● Recorded data:
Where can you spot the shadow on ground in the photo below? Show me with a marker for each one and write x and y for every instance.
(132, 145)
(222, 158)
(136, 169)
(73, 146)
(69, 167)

● Problem description: Rescale the recorded data by rewriting every line of it in full, with each coordinate in the answers multiplied by 2.15 and rounded to the nearest whole number, halves rounded up. Leave all other text unchanged.

● Problem solution:
Where can you spot the shadow on ground in the photo below? Show me with a marker for each one and write x and y for every instance.
(284, 312)
(477, 340)
(292, 363)
(157, 314)
(148, 359)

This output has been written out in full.